#### Material to process

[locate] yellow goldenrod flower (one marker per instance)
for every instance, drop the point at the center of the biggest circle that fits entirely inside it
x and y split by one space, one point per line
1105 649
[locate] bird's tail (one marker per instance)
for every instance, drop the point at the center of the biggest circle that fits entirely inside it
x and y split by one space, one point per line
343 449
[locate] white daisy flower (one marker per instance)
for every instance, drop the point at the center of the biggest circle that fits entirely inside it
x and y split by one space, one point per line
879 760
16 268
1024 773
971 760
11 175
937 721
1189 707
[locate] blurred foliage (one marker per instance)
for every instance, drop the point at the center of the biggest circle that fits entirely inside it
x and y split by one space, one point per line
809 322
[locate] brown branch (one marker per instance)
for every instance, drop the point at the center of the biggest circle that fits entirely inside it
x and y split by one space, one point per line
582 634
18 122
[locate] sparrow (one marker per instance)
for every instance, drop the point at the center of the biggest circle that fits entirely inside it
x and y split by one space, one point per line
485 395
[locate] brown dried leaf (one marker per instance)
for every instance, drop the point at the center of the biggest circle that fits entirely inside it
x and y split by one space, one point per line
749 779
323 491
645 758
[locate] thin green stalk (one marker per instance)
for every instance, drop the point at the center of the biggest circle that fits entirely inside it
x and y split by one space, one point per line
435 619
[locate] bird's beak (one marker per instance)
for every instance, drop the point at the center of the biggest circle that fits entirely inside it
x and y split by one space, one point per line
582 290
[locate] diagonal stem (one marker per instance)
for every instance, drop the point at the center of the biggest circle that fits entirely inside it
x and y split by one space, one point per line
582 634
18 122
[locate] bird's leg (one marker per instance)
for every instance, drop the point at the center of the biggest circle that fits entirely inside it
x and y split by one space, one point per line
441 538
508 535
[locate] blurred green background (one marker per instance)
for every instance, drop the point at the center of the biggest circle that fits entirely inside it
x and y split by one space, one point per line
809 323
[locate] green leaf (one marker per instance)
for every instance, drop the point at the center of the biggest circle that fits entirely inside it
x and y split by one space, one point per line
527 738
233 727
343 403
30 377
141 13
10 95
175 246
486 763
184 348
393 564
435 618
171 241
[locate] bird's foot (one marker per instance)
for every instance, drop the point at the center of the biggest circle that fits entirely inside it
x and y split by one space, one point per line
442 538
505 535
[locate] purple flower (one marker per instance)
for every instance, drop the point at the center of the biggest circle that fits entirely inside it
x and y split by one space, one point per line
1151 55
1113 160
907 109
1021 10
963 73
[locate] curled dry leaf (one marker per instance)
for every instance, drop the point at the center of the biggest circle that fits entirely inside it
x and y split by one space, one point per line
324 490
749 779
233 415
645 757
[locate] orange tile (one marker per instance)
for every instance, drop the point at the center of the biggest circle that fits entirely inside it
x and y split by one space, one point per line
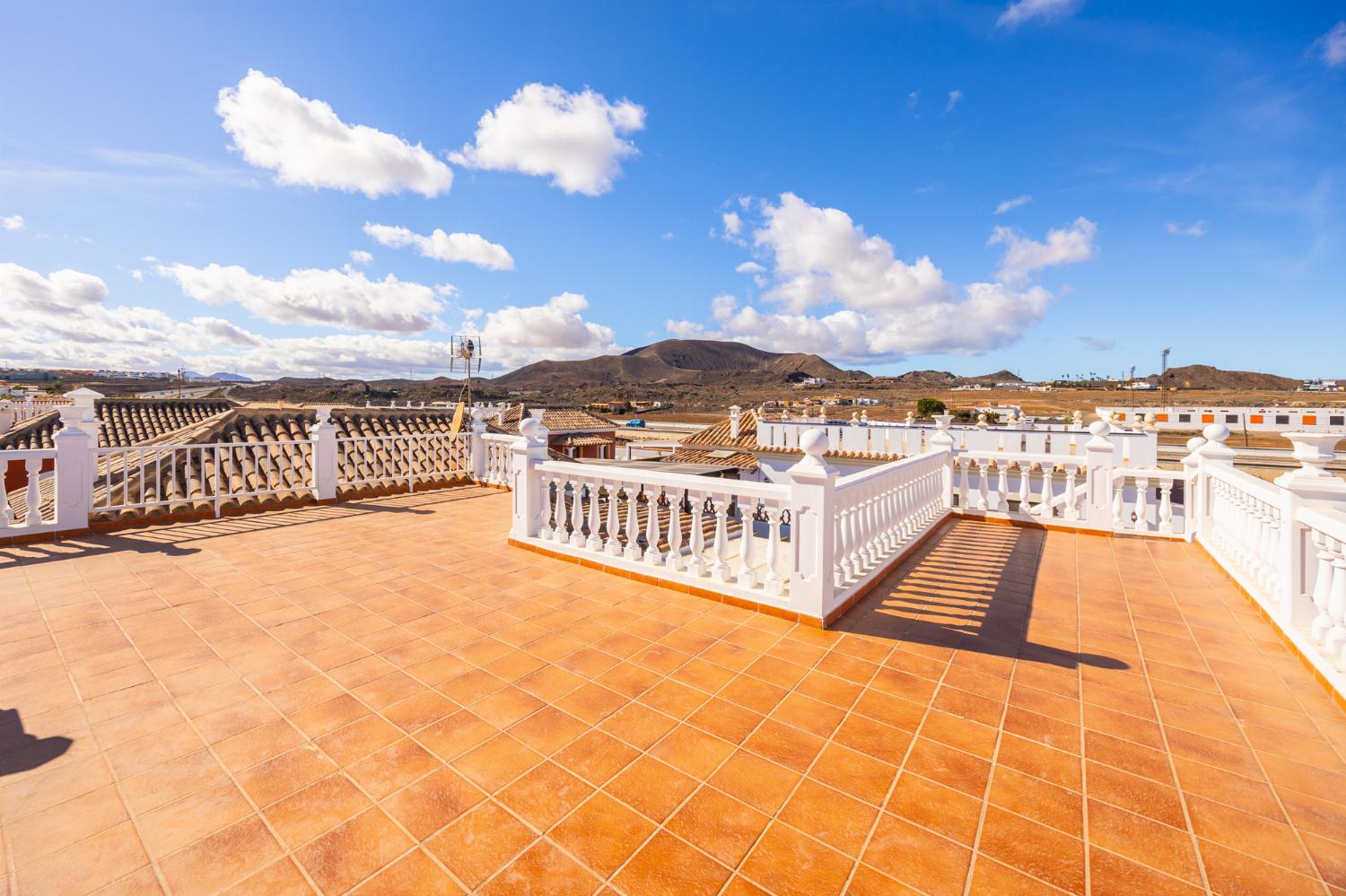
544 796
719 825
603 833
315 810
651 787
392 767
917 857
543 868
412 874
481 842
342 857
791 864
223 858
668 866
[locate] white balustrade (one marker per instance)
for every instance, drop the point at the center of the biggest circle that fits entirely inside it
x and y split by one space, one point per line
401 459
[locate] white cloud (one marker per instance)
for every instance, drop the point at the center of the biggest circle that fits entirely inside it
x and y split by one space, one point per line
821 256
446 247
1010 204
1022 11
65 320
573 137
1194 229
344 299
874 306
1062 247
306 143
1333 45
557 331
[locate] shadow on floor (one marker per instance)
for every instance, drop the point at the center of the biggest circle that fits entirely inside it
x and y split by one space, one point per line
21 751
968 588
174 538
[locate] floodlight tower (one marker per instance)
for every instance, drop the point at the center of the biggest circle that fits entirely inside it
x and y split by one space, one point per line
466 352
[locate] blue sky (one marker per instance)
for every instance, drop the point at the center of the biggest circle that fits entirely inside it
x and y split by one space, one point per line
1178 171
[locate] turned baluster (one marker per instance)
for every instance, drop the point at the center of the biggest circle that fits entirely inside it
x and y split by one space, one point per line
721 552
1141 505
614 545
576 514
673 560
842 535
34 495
1044 505
651 529
594 541
773 583
747 575
696 560
633 524
1166 506
1335 639
1322 587
1071 494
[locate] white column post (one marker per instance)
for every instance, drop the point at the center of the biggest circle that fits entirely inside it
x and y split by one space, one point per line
529 489
1313 486
942 440
476 447
1098 471
74 473
812 527
323 436
1192 489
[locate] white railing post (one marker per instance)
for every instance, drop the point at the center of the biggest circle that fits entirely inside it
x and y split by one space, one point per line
1098 473
942 440
1192 489
1213 451
323 436
75 448
476 449
1311 484
812 527
529 489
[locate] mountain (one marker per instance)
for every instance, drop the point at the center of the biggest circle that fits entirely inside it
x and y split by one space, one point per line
677 361
1208 377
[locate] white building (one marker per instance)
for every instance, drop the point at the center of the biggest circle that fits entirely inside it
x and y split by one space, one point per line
1271 419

########

▸ Task brief:
Quote the lines of the listing above that run from the line with "[locate] white railing" through its last line, both included, and nothing else.

▸ Exercise solution:
[locate] white railing post (one marker per instance)
for every instance, drop the point at the center of the biggest circle that fits entirely inside it
x and y split by one space, one point per line
1098 473
942 440
1192 489
1213 451
323 436
75 448
476 449
1311 484
812 527
529 489
[locate] mountain (one marker per instance)
for every instance, drop the point at the center of the biggest circle that fits entirely inside it
x and y split by one space, one point per line
677 361
1208 377
[locate] white building (one marker per instance)
for every instance, drop the point at the center of the biggest circle that fits entirely inside it
x and y split by one space, one point per line
1271 419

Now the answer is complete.